Mandataire un jour, mandataire toujours

Quand un mandataire agréé est désigné, ce mandataire reste la personne responsable de la demande vis-à-vis de l'OEB, y compris lorsqu’un tiers est chargé du paiement des annuités. Ceci implique en particulier que le délai de deux mois de présentation d'une requête en restitutio in integrum (règle 136(1) CBE) cours à partir du moment où le mandataire a eu connaissance de la notification de perte de droits, ce moment correspondant donc à la cessation de l'empêchement.
La décision T 1882/23 du 23-09-2024 en est un exemple éloquent.
L’affaire concerne une demande pour laquelle le demandeur avait confié à un mandataire la procédure de demande de brevet mais pas la gestion des annuités.
Dans le cadre de cette demande, l’OEB avait émis une notification de perte de droits pour non-paiement de l’annuité en cours. Cette notification de perte de droits a été reçue le 4 juin 2019 par le mandataire agréé en charge de la demande concernée qui l’a transmise le surlendemain au demandeur par courrier électronique.
Cependant, ce n’est que le 10 juillet 2019, à son retour de congé maladie, que le responsable Propriété Intellectuelle du demandeur a pris connaissance de la notification de perte de droits.
Ainsi, le 10 septembre 2019, le demandeur a déposé une requête visant à obtenir la restitution de ses droits en ce qui concerne le délai de paiement de la taxe de renouvellement pour la quatrième année et de la taxe supplémentaire. Le demandeur croyait alors être dans le délai de deux mois en considérant que le délai courait à partir du 10 juillet 2019, date à laquelle le responsable Propriété Intellectuelle, a pris connaissance de la perte de droits.
La division d'examen a estimé que la requête était irrecevable car elle avait été déposée tardivement, et qu'elle ne pouvait être admise car le demandeur n'avait pas fait preuve de toute la vigilance requise par les circonstances.
Le demandeur a demandé en appel que la décision soit annulée et que sa requête en rétablissement des droits soit admise.

Données étudiées:
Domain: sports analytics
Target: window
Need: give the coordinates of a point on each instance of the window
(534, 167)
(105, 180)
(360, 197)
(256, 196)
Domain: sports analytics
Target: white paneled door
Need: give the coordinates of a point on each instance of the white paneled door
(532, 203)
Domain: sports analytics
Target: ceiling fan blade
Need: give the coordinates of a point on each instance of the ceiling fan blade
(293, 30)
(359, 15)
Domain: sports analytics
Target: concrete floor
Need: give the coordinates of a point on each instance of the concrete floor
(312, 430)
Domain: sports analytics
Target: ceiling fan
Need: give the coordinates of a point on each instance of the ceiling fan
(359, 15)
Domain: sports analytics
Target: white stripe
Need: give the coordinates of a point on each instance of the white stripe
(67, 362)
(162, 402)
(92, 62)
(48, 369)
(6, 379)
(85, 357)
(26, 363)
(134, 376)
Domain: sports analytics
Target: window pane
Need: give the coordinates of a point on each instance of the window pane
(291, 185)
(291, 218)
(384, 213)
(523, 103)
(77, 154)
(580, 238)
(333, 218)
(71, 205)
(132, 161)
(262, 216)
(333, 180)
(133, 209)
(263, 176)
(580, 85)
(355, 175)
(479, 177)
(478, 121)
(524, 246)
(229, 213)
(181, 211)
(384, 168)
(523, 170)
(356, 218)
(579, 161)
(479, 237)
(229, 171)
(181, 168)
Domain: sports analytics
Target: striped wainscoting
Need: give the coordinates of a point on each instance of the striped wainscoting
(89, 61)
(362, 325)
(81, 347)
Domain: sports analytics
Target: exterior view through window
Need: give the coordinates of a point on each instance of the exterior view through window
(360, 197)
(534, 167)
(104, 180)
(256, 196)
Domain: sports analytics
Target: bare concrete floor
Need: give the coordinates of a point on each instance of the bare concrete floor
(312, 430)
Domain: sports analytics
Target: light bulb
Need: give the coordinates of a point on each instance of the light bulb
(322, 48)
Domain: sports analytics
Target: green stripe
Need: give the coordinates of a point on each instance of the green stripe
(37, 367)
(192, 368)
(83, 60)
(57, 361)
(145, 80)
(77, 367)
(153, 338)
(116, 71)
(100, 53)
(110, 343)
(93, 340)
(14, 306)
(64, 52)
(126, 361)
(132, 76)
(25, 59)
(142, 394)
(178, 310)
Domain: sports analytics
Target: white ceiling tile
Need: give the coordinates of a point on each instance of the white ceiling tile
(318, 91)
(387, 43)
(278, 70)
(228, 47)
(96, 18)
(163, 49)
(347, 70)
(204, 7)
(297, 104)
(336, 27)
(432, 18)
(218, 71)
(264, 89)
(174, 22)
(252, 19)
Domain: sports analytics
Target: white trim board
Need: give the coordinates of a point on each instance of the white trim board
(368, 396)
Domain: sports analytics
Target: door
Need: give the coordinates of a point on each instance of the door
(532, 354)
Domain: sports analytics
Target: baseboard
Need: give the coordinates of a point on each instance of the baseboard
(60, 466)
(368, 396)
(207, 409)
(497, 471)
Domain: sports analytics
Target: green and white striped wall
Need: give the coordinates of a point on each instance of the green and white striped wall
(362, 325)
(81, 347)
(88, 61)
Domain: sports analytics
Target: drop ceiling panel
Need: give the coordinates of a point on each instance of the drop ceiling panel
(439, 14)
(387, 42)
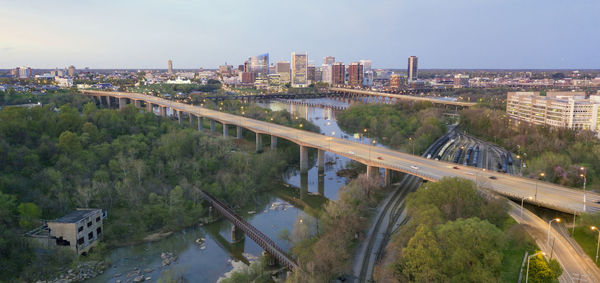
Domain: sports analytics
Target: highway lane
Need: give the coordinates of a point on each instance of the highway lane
(548, 195)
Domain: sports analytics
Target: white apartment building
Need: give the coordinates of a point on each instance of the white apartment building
(558, 109)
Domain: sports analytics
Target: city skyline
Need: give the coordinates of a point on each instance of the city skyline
(535, 36)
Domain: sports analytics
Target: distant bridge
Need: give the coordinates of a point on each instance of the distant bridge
(392, 96)
(261, 239)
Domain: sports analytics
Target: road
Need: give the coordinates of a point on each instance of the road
(542, 193)
(577, 266)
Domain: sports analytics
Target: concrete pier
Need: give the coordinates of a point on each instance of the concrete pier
(258, 143)
(225, 130)
(273, 142)
(238, 132)
(303, 158)
(321, 160)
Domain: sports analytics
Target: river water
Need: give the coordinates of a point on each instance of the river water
(204, 253)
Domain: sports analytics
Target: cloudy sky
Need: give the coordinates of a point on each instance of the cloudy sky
(199, 33)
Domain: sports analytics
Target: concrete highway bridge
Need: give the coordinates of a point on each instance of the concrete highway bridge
(533, 191)
(261, 239)
(392, 96)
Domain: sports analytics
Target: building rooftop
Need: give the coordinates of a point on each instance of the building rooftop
(77, 215)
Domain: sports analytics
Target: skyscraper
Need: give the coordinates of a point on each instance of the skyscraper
(260, 65)
(299, 70)
(338, 73)
(283, 69)
(412, 72)
(71, 71)
(328, 60)
(355, 74)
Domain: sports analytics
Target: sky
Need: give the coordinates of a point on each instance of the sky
(137, 34)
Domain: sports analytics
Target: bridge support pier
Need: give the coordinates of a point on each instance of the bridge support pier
(273, 142)
(258, 143)
(122, 103)
(303, 158)
(238, 134)
(236, 235)
(372, 171)
(321, 160)
(225, 130)
(387, 179)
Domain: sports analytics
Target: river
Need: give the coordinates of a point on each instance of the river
(204, 253)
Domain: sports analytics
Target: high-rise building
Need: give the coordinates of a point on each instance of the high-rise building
(71, 71)
(366, 65)
(326, 73)
(338, 73)
(310, 74)
(355, 74)
(299, 69)
(260, 65)
(413, 72)
(283, 69)
(328, 60)
(558, 109)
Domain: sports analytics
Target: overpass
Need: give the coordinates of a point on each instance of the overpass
(401, 97)
(261, 239)
(541, 193)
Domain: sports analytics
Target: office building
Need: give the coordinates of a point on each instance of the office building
(558, 109)
(260, 65)
(283, 69)
(326, 73)
(355, 74)
(71, 71)
(310, 74)
(338, 73)
(328, 60)
(299, 69)
(413, 71)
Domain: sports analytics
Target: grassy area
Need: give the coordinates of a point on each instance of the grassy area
(588, 240)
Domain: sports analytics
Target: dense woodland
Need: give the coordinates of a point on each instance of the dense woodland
(557, 152)
(456, 235)
(400, 125)
(145, 170)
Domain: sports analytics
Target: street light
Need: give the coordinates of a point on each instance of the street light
(597, 245)
(549, 223)
(529, 258)
(522, 199)
(582, 175)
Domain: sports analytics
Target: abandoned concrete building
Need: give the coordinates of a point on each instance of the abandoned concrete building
(78, 230)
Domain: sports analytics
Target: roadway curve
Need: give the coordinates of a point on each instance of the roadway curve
(548, 194)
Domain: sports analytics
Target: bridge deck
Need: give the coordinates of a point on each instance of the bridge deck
(403, 96)
(543, 193)
(261, 239)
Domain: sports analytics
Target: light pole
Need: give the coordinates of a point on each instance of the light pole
(522, 199)
(582, 175)
(549, 223)
(529, 258)
(537, 181)
(597, 245)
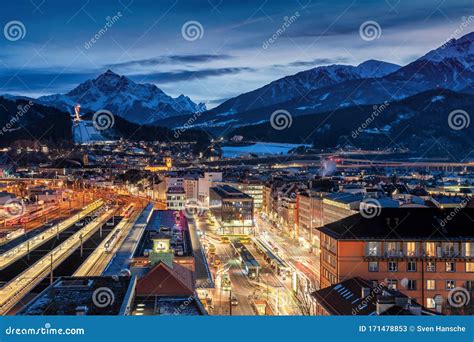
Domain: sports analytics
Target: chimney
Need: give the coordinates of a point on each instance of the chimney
(82, 310)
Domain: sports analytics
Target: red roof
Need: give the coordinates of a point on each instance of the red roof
(162, 280)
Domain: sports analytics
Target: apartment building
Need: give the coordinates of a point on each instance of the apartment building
(426, 253)
(233, 210)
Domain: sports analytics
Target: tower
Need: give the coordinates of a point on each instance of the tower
(168, 162)
(77, 113)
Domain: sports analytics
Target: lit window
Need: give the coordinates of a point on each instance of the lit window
(430, 266)
(450, 266)
(450, 284)
(430, 249)
(373, 266)
(411, 285)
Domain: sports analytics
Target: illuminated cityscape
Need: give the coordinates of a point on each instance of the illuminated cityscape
(310, 179)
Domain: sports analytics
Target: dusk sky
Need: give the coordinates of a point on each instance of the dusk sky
(233, 55)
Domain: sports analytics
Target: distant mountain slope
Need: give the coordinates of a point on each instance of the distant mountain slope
(139, 103)
(26, 120)
(322, 89)
(419, 123)
(298, 85)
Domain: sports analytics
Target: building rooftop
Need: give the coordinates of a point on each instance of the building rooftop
(166, 223)
(405, 223)
(229, 192)
(357, 296)
(344, 197)
(169, 305)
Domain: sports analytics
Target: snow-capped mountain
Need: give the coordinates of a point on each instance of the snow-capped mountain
(300, 84)
(139, 103)
(328, 88)
(451, 66)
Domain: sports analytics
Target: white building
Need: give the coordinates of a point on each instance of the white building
(205, 183)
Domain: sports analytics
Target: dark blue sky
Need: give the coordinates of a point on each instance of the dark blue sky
(234, 52)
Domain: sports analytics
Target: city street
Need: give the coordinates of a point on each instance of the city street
(269, 287)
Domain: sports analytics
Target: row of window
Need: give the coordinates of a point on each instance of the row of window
(411, 285)
(411, 266)
(432, 249)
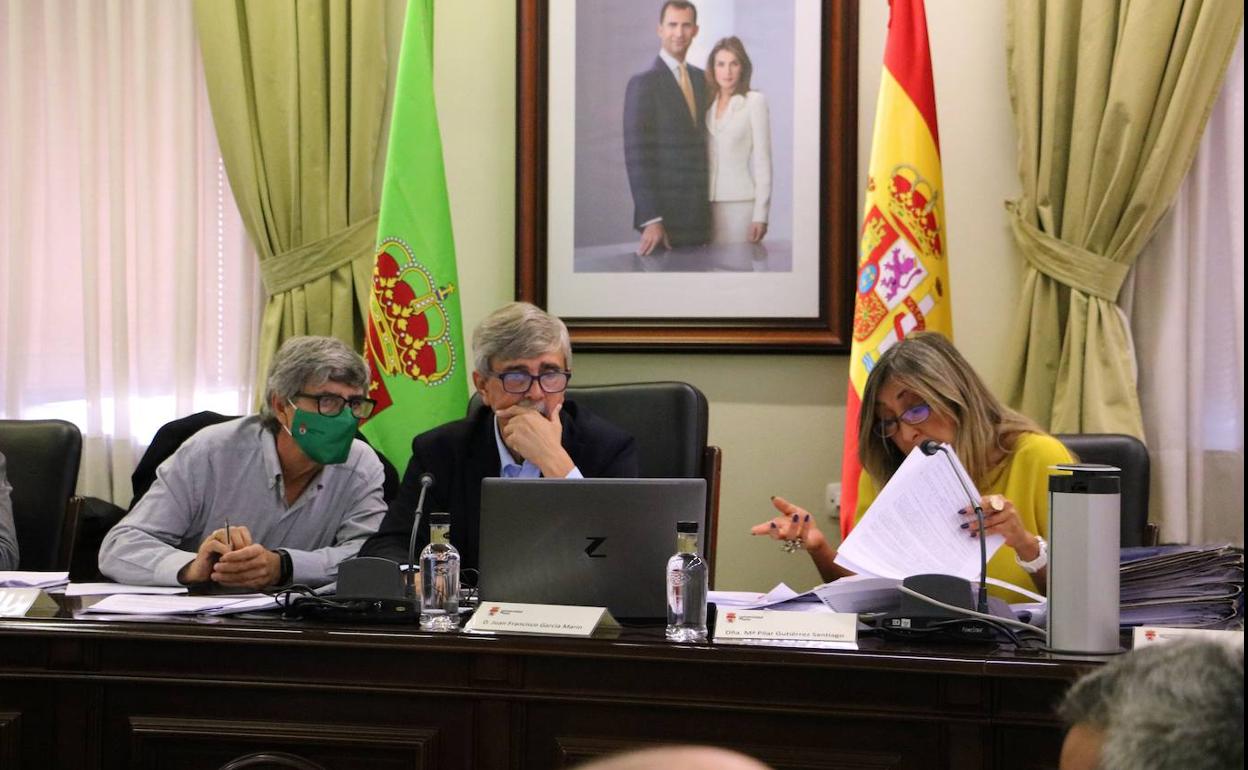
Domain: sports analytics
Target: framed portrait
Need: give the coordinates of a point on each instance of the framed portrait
(687, 172)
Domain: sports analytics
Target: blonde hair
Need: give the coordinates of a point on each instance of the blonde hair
(927, 365)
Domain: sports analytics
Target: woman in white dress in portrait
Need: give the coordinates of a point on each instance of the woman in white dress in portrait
(739, 146)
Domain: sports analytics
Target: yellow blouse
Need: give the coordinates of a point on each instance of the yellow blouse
(1022, 478)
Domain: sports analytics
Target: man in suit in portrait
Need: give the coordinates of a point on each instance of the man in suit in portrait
(523, 429)
(665, 139)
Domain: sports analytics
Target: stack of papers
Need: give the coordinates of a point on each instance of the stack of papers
(33, 579)
(914, 527)
(1182, 585)
(164, 604)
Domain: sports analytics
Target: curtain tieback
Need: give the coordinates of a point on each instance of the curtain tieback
(1070, 265)
(308, 262)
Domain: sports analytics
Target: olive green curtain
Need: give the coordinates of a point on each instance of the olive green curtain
(297, 90)
(1110, 99)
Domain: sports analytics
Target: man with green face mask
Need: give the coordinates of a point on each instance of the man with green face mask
(276, 498)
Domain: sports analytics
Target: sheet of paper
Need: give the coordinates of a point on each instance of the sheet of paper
(157, 604)
(751, 600)
(13, 578)
(101, 589)
(914, 527)
(16, 602)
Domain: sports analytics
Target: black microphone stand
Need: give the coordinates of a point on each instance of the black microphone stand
(426, 482)
(931, 447)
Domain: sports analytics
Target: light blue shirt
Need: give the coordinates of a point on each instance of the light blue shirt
(509, 468)
(8, 532)
(230, 472)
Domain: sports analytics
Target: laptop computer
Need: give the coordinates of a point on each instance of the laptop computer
(585, 542)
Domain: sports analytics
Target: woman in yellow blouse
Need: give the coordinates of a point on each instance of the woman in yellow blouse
(922, 388)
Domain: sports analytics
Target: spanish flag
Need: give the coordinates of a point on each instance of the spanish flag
(414, 342)
(902, 277)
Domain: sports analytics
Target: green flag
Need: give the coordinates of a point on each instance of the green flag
(414, 343)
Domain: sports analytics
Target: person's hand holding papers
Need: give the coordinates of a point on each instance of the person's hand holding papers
(921, 389)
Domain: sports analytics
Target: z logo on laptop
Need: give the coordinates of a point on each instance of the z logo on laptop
(594, 543)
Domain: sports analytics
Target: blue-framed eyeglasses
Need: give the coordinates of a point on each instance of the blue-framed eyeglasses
(331, 404)
(912, 416)
(516, 382)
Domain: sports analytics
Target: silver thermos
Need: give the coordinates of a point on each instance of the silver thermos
(1085, 512)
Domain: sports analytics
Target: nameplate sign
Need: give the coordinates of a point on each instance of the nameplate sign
(546, 619)
(1145, 635)
(833, 630)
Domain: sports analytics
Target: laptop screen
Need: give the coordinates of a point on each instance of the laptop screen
(584, 542)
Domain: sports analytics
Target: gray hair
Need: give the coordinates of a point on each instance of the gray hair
(316, 360)
(519, 331)
(1170, 706)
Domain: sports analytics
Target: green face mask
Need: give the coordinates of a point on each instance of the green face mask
(325, 439)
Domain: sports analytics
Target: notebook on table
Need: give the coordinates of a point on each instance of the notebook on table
(585, 542)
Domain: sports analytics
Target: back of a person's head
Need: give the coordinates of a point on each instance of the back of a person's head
(677, 758)
(1171, 706)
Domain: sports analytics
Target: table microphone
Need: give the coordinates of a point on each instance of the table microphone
(931, 447)
(426, 482)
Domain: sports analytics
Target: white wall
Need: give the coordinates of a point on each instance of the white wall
(778, 418)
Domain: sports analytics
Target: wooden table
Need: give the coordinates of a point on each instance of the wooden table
(81, 693)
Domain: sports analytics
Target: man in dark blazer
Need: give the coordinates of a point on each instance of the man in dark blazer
(665, 140)
(522, 429)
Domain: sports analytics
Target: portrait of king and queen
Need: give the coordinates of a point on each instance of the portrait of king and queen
(683, 156)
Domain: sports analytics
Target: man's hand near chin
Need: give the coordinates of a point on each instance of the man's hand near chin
(537, 438)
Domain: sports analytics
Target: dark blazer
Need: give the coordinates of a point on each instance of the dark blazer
(462, 453)
(665, 154)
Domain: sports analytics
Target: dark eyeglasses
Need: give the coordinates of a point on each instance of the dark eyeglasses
(331, 404)
(912, 416)
(552, 381)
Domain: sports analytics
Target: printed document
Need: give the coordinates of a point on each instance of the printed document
(914, 528)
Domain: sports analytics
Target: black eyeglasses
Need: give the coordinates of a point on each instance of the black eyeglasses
(912, 416)
(331, 404)
(552, 381)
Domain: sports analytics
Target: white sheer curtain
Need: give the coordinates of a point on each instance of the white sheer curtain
(1186, 303)
(129, 293)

Consigne: Poursuivez l'article sur le mandataire agréé en reprenant juste après sa dernière phrase. Ce matériel n'a aucun rapport avec l'article sur le mandataire agréé.

Votre réponse:
En effet, le requérant a fait valoir que, dans la présente affaire, la personne responsable de la demande vis-à-vis de l'OEB devrait être le « responsable de la Propriété Intellectuelle ». Par conséquent, c'est la prise de conscience de cette personne qui devrait être prise en compte pour établir la date de la cessation de l’empêchement et donc pour calculer le délai de 2 mois pour déposer une requête en restitutio in integrum.
Cependant, la chambre n’a pas jugé les arguments du requérant convainquant. Pour défendre sa position, la chambre rappelle que quelles que soient les dispositions contractuelles prises par le requérant pour le paiement des taxes, le mandataire agréé désigné reste l'interlocuteur unique de l'OEB (T 231/23, point 5 des motifs). Ce principe est illustré par la règle 130(1) CBE, selon laquelle toutes les notifications, y compris celles relatives aux taxes, doivent être adressées au mandataire.
La chambre n’a pas non plus été convaincue par le deuxième argument du requérant qui avançait que selon la décision T 942/12, le mandataire n’était pas tenu de surveiller le paiement des annuités. En effet, selon cette décision, lorsqu'un mandataire européen a reçu pour instruction expresse qu'il n'était pas tenu de surveiller le paiement des taxes de renouvellement, le devoir de diligence ne l'oblige pas à le faire.
Cependant, la chambre a estimé que dans le cas énoncé, la question était de savoir quelle personne devait être informée pour définir la date de la cessation de l’empêchement, cette question étant indépendante de celle de savoir si toute la diligence requise a été exercée.
CONCLUSION
Les organisations « hybride », dans lesquelles le mandataire n'est pas entièrement responsable de toutes les actions relatives à une demande de brevet requièrent une vigilance et une rigueur accrues dans la gestion de l’information et dans la surveillance du paiement des annuités afin de limiter le risque de pertes de droits.